#### Passage extrait
Le panorama complet des maladies dues à l’amiante est connu depuis 1960, en particulier en ce qui concerne son caractère cancérogène. Les scientifiques prévoient pourtant près de 500.000 décès dans les 30 années à venir en Europe occidentale et plus d’1 million dans le tiers-monde car la consommation d’amiante dans le monde n’a jamais été aussi forte.
Les milliers de pages accusatrices des nombreux rapports, officiels ou indépendants, les manifestations, procès, règlements, directives, fonds divers d’indemnisation des victimes, tout cela n’est pas parvenu à « réguler » cette branche industrielle. Tant qu’on peut faire des profits le « crime lucratif » doit continuer.

LE CRIME LUCRATIF
A travers ces deux exemples, on voit apparaitre plusieurs traits caractéristiques du capitalisme moderne, et non arriéré. Dans les deux cas on peut en effet douter que ces entreprises fonctionnent pour le bien être des populations… C’est le profit qui guide toutes les décisions, à n’importe quel prix.
Et le prix du profit peut aussi bien être une guerre (très lucratif quand on vend des armes ou du matériel militaire), une catastrophe écologique (le capitalisme n’aime pas plus les règles environnementales que les règles sociales) ou la famine sur un continent.
On peut aussi voir que ces entreprises ont tissé, à tous les niveaux de la société et en particulier dans la sphère financière et le monde politique qui gèrent les Etats, une toile, un réseau d’affaires et d’influences qui obéit à leurs demandes et impulsions.
########
■ Votre tâche
Recopiez à l'identique, s'il vous plaît, le passage de l'extrait sur l'amiante qui va de « LE CRIME LUCRATIF » à « sur un continent. ». Appuyez-vous uniquement sur l'extrait sur l'amiante.
#### Données extraites
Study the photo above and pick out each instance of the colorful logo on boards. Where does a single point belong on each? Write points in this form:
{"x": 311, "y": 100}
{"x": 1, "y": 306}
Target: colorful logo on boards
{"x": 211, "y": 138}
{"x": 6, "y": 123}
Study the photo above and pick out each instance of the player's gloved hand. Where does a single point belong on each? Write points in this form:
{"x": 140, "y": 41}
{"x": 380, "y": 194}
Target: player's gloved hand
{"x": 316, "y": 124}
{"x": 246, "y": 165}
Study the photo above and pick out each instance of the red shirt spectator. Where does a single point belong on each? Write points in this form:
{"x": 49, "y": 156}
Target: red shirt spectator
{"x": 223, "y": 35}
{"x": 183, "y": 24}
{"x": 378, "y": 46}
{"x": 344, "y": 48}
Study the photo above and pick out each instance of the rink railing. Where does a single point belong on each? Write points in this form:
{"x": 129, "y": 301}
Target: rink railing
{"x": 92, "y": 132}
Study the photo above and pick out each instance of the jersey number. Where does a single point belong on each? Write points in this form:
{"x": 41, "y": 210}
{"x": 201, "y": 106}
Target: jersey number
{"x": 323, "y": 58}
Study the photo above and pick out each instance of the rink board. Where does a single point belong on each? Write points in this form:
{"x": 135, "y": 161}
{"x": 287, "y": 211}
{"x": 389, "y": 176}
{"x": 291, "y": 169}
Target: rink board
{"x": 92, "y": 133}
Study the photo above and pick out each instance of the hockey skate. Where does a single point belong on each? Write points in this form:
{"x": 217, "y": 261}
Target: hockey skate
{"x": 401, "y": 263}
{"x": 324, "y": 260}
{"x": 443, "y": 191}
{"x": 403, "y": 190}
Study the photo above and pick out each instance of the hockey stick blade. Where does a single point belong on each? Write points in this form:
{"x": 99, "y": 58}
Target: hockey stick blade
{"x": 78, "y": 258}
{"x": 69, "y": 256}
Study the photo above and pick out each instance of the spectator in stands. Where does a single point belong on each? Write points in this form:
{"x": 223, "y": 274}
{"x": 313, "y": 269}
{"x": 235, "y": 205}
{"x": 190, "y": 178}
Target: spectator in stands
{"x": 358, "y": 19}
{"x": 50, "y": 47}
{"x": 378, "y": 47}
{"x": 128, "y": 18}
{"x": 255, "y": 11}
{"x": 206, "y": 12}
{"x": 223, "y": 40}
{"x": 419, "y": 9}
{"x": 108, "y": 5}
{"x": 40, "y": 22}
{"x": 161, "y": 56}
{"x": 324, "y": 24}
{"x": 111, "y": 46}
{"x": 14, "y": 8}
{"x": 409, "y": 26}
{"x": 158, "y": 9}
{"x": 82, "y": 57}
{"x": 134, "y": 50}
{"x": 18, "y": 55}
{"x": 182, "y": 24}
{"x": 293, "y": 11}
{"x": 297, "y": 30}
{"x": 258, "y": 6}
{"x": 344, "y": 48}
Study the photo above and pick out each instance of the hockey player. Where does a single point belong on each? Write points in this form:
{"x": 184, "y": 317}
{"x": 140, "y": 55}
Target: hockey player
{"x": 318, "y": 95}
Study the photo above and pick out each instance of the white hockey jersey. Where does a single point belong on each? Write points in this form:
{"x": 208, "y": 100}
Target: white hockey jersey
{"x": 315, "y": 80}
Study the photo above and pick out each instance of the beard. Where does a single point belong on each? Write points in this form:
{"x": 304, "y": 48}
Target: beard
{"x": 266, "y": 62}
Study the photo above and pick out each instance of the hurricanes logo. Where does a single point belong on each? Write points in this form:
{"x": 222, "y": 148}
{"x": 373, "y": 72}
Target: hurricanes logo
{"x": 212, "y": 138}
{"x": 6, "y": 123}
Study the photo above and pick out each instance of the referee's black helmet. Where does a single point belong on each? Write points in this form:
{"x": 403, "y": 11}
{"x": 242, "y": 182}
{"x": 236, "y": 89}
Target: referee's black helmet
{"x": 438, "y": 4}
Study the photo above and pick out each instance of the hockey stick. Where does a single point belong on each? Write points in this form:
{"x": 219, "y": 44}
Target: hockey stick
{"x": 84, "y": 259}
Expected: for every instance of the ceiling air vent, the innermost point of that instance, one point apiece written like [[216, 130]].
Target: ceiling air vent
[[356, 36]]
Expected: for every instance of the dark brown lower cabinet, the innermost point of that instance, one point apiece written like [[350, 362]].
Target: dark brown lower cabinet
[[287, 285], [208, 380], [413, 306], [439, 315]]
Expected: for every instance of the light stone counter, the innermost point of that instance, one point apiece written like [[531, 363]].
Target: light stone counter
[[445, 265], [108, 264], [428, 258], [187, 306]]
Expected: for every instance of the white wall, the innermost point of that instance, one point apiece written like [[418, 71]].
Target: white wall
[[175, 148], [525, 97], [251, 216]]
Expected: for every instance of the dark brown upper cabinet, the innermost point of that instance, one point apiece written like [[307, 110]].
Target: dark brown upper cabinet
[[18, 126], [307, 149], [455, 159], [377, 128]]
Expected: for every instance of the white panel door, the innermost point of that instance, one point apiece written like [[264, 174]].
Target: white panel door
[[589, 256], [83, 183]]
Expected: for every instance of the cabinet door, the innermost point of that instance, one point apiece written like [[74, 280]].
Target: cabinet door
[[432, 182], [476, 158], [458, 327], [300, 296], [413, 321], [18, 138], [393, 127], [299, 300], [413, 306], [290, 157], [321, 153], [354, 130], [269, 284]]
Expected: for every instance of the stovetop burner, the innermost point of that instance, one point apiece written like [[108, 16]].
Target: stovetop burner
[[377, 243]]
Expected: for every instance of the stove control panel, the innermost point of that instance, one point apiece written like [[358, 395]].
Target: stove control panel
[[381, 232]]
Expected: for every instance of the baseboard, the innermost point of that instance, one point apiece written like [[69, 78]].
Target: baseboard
########
■ Réponse à l'exercice
LE CRIME LUCRATIF
A travers ces deux exemples, on voit apparaitre plusieurs traits caractéristiques du capitalisme moderne, et non arriéré. Dans les deux cas on peut en effet douter que ces entreprises fonctionnent pour le bien être des populations… C’est le profit qui guide toutes les décisions, à n’importe quel prix.
Et le prix du profit peut aussi bien être une guerre (très lucratif quand on vend des armes ou du matériel militaire), une catastrophe écologique (le capitalisme n’aime pas plus les règles environnementales que les règles sociales) ou la famine sur un continent.